■ Task requirements ■
Please identify each line in the data below that contains the string "green" and copy those lines. Case counts.

========================================================================

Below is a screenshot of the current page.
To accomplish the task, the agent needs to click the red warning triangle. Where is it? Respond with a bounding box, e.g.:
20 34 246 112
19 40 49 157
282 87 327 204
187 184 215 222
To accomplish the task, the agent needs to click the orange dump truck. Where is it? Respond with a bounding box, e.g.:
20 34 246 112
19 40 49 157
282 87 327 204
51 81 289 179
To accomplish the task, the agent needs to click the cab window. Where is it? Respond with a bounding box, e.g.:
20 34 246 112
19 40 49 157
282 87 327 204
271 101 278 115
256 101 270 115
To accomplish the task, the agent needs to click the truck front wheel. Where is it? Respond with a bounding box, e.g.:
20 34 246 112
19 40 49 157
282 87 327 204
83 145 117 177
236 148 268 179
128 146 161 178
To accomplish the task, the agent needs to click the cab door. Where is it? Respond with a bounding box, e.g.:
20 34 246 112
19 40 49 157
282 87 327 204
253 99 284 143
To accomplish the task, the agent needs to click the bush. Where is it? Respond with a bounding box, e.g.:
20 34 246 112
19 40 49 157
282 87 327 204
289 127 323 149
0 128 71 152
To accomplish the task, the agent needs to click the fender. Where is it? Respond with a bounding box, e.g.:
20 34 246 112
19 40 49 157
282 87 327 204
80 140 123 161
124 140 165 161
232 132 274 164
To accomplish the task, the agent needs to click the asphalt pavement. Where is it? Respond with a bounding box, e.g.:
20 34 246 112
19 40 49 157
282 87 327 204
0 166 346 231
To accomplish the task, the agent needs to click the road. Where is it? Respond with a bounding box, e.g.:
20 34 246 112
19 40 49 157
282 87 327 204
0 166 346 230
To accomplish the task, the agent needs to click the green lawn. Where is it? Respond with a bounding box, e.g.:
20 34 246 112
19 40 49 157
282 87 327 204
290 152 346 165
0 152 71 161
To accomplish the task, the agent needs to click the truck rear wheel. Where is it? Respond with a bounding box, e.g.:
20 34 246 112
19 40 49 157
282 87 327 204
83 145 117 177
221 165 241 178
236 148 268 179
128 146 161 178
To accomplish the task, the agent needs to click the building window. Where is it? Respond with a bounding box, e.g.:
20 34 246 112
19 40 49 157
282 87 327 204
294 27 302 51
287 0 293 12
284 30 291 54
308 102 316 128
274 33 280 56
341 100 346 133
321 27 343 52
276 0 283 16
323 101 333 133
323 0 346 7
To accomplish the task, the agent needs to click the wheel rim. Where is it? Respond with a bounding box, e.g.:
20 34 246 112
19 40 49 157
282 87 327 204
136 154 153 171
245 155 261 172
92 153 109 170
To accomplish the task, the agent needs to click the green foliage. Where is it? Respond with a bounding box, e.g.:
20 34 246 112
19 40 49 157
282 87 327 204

========================================================================

■ Full solution ■
To accomplish the task, the agent needs to click the green lawn. Where is it? Respond with a bounding box, e.g.:
To accomplish the task, the agent needs to click the green foliage. Where is it? Respond with a bounding box, e.g.:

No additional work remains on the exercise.